- _INPUT DATA_:
--- --- ---
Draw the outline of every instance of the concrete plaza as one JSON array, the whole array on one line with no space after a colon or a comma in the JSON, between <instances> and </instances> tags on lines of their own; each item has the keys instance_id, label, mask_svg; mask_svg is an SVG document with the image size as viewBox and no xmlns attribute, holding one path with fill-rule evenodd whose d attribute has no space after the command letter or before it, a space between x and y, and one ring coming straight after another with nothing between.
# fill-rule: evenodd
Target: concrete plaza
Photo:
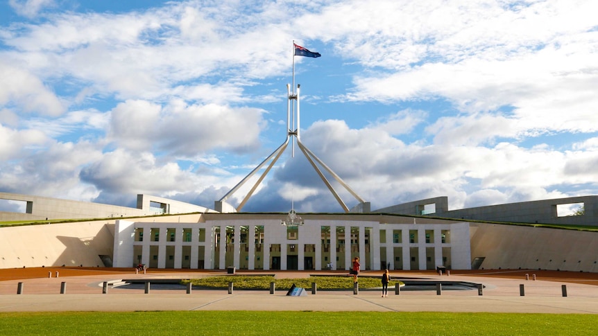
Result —
<instances>
[{"instance_id":1,"label":"concrete plaza","mask_svg":"<svg viewBox=\"0 0 598 336\"><path fill-rule=\"evenodd\" d=\"M388 297L381 297L379 290L318 290L313 294L307 290L305 297L286 296L286 290L233 290L194 289L187 294L184 287L152 285L149 293L143 288L119 288L121 279L144 279L151 282L169 278L191 278L222 272L148 272L147 274L103 272L81 269L74 274L55 276L55 272L72 274L60 268L42 270L46 277L10 278L0 281L0 312L34 311L135 311L135 310L313 310L313 311L379 311L379 312L488 312L598 314L598 274L583 274L580 281L572 272L561 272L560 277L547 277L534 271L488 271L487 273L457 274L440 276L432 272L393 272L394 278L420 278L430 281L452 281L481 283L483 294L477 290L402 290L399 295L390 289ZM529 280L523 276L529 274ZM275 278L300 278L324 272L269 272ZM363 276L377 276L379 272L362 272ZM239 272L237 272L239 274ZM255 274L255 273L254 273ZM0 273L1 275L1 273ZM51 275L52 277L49 277ZM337 272L336 275L339 275ZM17 276L18 277L18 276ZM115 284L103 293L103 283ZM22 294L16 294L19 283ZM64 283L64 285L62 284ZM521 296L524 285L524 296ZM563 296L563 285L567 297ZM60 294L64 286L65 294Z\"/></svg>"}]
</instances>

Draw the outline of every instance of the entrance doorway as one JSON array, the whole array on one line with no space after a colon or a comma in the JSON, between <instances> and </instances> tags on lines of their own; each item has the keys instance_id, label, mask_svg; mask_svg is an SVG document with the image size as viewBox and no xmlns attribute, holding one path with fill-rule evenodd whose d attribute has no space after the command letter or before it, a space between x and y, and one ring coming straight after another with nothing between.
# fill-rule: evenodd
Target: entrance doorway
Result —
<instances>
[{"instance_id":1,"label":"entrance doorway","mask_svg":"<svg viewBox=\"0 0 598 336\"><path fill-rule=\"evenodd\" d=\"M280 257L272 257L272 269L280 269Z\"/></svg>"},{"instance_id":2,"label":"entrance doorway","mask_svg":"<svg viewBox=\"0 0 598 336\"><path fill-rule=\"evenodd\" d=\"M287 256L287 269L299 269L299 257L298 256Z\"/></svg>"},{"instance_id":3,"label":"entrance doorway","mask_svg":"<svg viewBox=\"0 0 598 336\"><path fill-rule=\"evenodd\" d=\"M303 267L305 269L314 269L314 257L303 257Z\"/></svg>"}]
</instances>

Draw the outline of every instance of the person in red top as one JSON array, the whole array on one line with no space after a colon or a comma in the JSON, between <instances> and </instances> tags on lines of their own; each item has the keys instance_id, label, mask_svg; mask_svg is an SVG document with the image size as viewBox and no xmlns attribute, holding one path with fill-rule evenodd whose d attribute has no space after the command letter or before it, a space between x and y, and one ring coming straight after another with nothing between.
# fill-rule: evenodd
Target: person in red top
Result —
--- --- ---
Write out all the entries above word for word, leaving out the pictures.

- _RIGHT ANSWER_:
Draw the outline of every instance of the concrete plaza as one JSON array, the whole array on one line with no space after a colon or a comma in the JSON, between <instances> and </instances> tags on lines of their own; each item has the keys instance_id, label, mask_svg; mask_svg is an SVG document with the image size as viewBox and no xmlns attribute, holding one path with fill-rule evenodd whose d attribute has no space after the command letter or before it, a space between x and y, and one ring coming straight after another with nothing between.
# fill-rule: evenodd
Target: concrete plaza
Photo:
Result —
<instances>
[{"instance_id":1,"label":"concrete plaza","mask_svg":"<svg viewBox=\"0 0 598 336\"><path fill-rule=\"evenodd\" d=\"M388 297L381 297L379 290L318 290L313 294L307 290L305 297L286 296L286 290L233 290L194 289L187 294L184 287L152 285L149 293L143 288L119 288L121 279L144 279L151 282L169 278L191 278L222 272L148 272L147 274L103 272L81 269L74 274L55 276L55 272L72 274L60 268L42 270L46 277L10 278L0 281L0 312L34 311L135 311L135 310L313 310L313 311L379 311L379 312L488 312L598 314L598 274L583 274L580 281L572 272L561 272L560 277L547 277L534 271L488 271L487 273L457 274L440 276L432 272L393 272L394 278L420 278L430 281L452 281L481 283L483 294L477 290L402 290L399 295L390 289ZM529 280L523 276L529 274ZM275 278L300 278L324 272L269 272ZM363 276L377 276L379 272L362 272ZM239 272L237 272L239 274ZM255 274L255 273L254 273ZM0 273L1 275L1 273ZM51 275L52 277L49 277ZM337 272L336 275L339 275ZM17 276L18 277L18 276ZM115 284L103 293L103 283ZM22 294L16 294L19 283ZM64 283L64 285L62 284ZM521 296L524 285L524 296ZM563 296L563 285L567 297ZM60 294L64 286L65 294Z\"/></svg>"}]
</instances>

Draw the outline of every instance of the entrance doorway as one JSON array, the whole array on one line with no space after a colon or a comma in the JSON, between <instances> and </instances> tags on lines of their own; each item has the keys instance_id, label, mask_svg; mask_svg is an SVG document with the image size as viewBox and no xmlns attribute, holding one path with fill-rule evenodd whose d attribute has no space after the command letter or before it, a space between x and y, and one ring coming straight after another with nothing between.
# fill-rule: evenodd
Target: entrance doorway
Result —
<instances>
[{"instance_id":1,"label":"entrance doorway","mask_svg":"<svg viewBox=\"0 0 598 336\"><path fill-rule=\"evenodd\" d=\"M280 257L272 257L272 269L280 269Z\"/></svg>"},{"instance_id":2,"label":"entrance doorway","mask_svg":"<svg viewBox=\"0 0 598 336\"><path fill-rule=\"evenodd\" d=\"M287 256L287 269L299 269L299 257L298 256Z\"/></svg>"},{"instance_id":3,"label":"entrance doorway","mask_svg":"<svg viewBox=\"0 0 598 336\"><path fill-rule=\"evenodd\" d=\"M303 267L305 269L314 269L314 257L303 257Z\"/></svg>"}]
</instances>

Draw the outline of every instance of the person in red top as one JSON array, the whole array on one line with no space after a colon or a comma in the JSON, between <instances> and </instances> tags on lines of their own; each item has the keys instance_id, label, mask_svg; mask_svg is an SVG document with the image size as viewBox and no xmlns attribute, holding one path with fill-rule evenodd whose d attribute has no space after the command letter or before it, a space between x and y, and one ring coming straight after another with nothing between.
# fill-rule: evenodd
Target: person in red top
Result —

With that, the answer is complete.